## Information provided
■ ■ ■

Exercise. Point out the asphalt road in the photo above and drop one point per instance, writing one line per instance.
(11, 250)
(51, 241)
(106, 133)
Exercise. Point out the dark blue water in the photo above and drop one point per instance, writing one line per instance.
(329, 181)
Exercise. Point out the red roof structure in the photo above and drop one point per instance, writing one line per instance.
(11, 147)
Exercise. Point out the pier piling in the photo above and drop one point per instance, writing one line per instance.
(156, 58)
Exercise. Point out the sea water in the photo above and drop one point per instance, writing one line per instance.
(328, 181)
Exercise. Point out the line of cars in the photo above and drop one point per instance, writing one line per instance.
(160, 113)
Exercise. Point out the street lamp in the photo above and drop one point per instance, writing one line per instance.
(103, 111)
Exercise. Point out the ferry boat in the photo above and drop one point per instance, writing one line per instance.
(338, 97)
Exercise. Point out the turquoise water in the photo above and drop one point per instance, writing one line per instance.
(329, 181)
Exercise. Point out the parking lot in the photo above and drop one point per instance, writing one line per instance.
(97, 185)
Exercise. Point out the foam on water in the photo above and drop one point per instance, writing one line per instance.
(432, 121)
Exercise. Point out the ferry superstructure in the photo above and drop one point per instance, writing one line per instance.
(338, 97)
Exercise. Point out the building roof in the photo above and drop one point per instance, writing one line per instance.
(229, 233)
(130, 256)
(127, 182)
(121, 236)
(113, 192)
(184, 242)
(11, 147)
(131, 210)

■ ■ ■

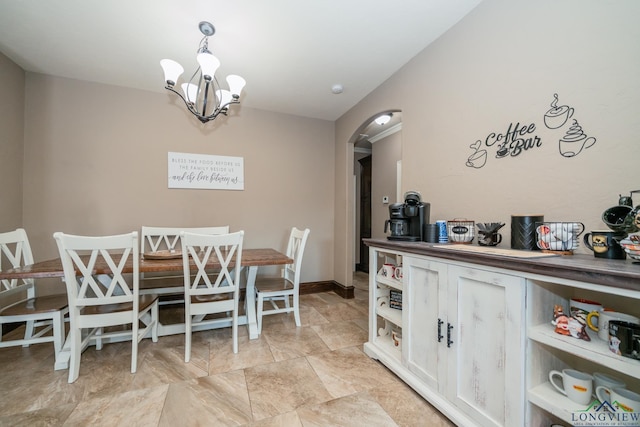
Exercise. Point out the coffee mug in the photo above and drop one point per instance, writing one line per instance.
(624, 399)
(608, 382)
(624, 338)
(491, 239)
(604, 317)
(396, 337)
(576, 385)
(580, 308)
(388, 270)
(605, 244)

■ ■ ■

## Problem to work on
From the material above, copy every line that contains the string "roof". The match is case-sensitive.

## Answer to this exercise
Exercise. Point out the red roof structure in the photo above and drop one point per instance, writing one line per instance.
Exercise. Point out the building roof in the photo above and drop one point per instance, writing one line per instance.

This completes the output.